* [Given instruction]: Output every record word for word.

* [Task inputs]:
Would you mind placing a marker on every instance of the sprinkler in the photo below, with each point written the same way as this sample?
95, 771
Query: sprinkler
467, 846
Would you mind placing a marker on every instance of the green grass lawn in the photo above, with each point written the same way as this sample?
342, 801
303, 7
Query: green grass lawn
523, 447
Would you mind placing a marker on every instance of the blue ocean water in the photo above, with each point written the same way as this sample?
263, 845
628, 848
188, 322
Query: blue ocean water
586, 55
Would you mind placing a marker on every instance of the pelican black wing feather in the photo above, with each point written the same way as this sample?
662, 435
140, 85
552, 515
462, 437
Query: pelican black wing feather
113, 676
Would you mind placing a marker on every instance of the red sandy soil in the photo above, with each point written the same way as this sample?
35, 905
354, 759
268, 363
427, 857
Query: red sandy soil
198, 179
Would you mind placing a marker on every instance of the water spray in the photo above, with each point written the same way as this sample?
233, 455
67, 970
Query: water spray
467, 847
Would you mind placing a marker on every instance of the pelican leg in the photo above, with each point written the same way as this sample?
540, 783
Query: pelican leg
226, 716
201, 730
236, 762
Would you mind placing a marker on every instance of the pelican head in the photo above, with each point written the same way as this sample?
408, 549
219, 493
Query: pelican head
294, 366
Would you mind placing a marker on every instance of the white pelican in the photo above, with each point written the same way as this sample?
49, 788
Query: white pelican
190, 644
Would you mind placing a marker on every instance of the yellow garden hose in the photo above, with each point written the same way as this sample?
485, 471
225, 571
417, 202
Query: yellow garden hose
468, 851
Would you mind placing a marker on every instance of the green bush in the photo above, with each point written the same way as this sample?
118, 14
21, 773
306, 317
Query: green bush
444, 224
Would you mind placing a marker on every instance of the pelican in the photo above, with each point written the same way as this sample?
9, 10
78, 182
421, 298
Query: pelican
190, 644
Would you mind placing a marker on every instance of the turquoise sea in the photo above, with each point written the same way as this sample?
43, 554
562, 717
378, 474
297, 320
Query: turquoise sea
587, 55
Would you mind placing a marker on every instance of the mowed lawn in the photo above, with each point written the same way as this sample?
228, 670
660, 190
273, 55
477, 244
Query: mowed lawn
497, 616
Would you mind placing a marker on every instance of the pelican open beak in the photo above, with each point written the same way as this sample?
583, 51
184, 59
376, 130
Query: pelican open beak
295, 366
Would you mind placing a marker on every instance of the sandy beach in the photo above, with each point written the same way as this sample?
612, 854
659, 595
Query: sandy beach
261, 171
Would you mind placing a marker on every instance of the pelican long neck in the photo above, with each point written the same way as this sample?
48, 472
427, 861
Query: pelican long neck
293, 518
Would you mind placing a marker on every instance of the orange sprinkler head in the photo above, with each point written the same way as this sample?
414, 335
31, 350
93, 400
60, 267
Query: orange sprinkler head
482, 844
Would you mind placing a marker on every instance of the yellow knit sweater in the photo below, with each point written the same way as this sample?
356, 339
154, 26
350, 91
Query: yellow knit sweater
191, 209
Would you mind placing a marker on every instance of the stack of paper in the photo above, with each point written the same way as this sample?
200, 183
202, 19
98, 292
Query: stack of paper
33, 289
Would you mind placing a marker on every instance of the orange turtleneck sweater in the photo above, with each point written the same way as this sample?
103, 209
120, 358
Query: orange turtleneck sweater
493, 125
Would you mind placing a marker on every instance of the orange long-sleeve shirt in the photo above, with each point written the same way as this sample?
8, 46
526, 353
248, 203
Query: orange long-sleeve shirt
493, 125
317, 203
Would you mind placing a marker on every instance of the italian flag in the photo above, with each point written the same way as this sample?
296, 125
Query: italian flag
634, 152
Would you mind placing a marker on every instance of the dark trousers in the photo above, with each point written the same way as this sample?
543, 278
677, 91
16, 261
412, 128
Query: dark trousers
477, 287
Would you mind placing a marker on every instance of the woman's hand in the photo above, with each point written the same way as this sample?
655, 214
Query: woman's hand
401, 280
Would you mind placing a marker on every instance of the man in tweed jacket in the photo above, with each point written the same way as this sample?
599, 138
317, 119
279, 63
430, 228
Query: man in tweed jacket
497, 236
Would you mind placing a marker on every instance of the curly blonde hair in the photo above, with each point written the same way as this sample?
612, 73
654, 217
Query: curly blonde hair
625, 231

* [In response]:
Would you mind placing a marker on every instance of the sprinkler in the photo below, with each point written the same way as this sample?
95, 771
Query: sprinkler
467, 846
Would you mind placing a marker on every instance of the green grass lawn in the photo above, with each point written the same way as this sample?
342, 801
303, 7
Query: green grass lawn
523, 447
Would you mind placing a marker on every instance of the blue ocean water in the photo above, with each point written the same way as this sample?
263, 845
628, 848
188, 322
Query: blue ocean water
586, 55
Would you mind placing a marker on every instance of the pelican black wing feather in the photo above, with each point written the same way as this sample?
662, 435
140, 85
552, 515
462, 437
Query: pelican black wing feather
113, 676
Would you mind placing a marker on every instance of the red sandy soil in the photo above, with each point written the same way as this sample?
35, 905
354, 759
268, 363
427, 857
Query: red sandy soil
198, 179
Would you mind placing a marker on every instance of the water spray in the photo above, with each point written the same way as this sample?
233, 455
67, 970
Query: water spray
467, 847
Would you mind placing a marker on every instance of the pelican leg in the photo above, with each point written the same way as this sample?
540, 783
Query: pelican leg
226, 716
201, 730
236, 762
Would you mind placing a marker on every instance of the pelican head in the photo above, with each point written the same way as this sample?
408, 549
219, 493
Query: pelican head
294, 366
Would you mind placing a marker on every instance of the white pelican in the photo above, with each point written the same way as this sample?
49, 788
Query: white pelican
190, 644
Would you mind placing a marker on every instance of the yellow garden hose in the photo above, with each point written the same way as this sample?
485, 471
225, 571
417, 202
Query: yellow garden hose
468, 851
Would you mind placing a marker on every instance of the green bush in the photo above, with each point written the same way as this sample?
118, 14
21, 773
306, 317
Query: green bush
444, 224
Would you mind placing a marker on every instance of the pelican in the photo above, with each point written the same way as this sample?
9, 10
78, 182
421, 298
Query: pelican
190, 644
Would you mind placing a marker on every instance of the turquoise sea in the photo above, with each point written the same way as this sample?
43, 554
562, 717
378, 474
297, 320
Query: turquoise sea
587, 55
Would you mind placing a marker on every instance of the mowed lawn in the photo above, with each point written the same way as this sample?
228, 670
660, 190
273, 55
477, 244
Query: mowed lawn
497, 616
Would you mind placing a marker on every instance of the pelican open beak in the photo above, with each point written the same way as this sample?
583, 51
184, 59
376, 130
Query: pelican open beak
295, 366
Would you mind placing a marker on every instance of the sandy beach in the photo above, with each point written the same way as this sample?
612, 854
659, 595
Query: sandy beach
261, 171
Would you mind placing a marker on every instance of the pelican long neck in the photo above, with each point written the same way as this sample?
48, 472
427, 861
Query: pelican long neck
293, 518
Would you mind placing a marker on every instance of the orange sprinkler head in the photo above, with each point written the same way as this sample?
414, 335
31, 350
93, 400
60, 267
Query: orange sprinkler head
482, 844
Would you mind placing a marker on every instance of the yellow knit sweater in the photo below, with each point written the same way as this sample?
356, 339
154, 26
350, 91
Query: yellow knit sweater
191, 209
Would you mind placing a marker on every instance of the stack of paper in the photo above, with each point written the same way as this sample?
200, 183
202, 19
98, 292
Query: stack of paper
33, 289
Would you mind placing a marker on every instance of the orange turtleneck sweater in the photo above, with each point written the same way as this sample?
103, 209
120, 358
Query: orange turtleneck sweater
493, 125
Would you mind placing a marker on every instance of the orange long-sleeve shirt in the photo above, with each point written the same way as this sample?
8, 46
526, 353
248, 203
Query: orange long-sleeve shirt
493, 125
317, 203
Would you mind placing a marker on every instance of the italian flag in the photo above, with each point written the same way as this sample?
296, 125
Query: italian flag
634, 152
Would you mind placing a marker on every instance of the dark trousers in the photo above, with each point written the same way as this sample?
543, 278
677, 91
16, 261
412, 128
Query: dark trousers
477, 287
Would you mind placing a marker on every instance of the woman's hand in the photo above, with each point written the same way as this sample?
655, 214
Query: woman's hand
401, 280
Would you mind placing a marker on every instance of the man in tweed jacket in the photo above, with each point written the same way as this sample?
599, 138
317, 119
279, 63
430, 228
Query: man in tweed jacket
497, 236
Would you mind placing a marker on every instance of the curly blonde hair in the photo above, with each point written the same way as this sample?
612, 73
654, 217
Query: curly blonde hair
625, 231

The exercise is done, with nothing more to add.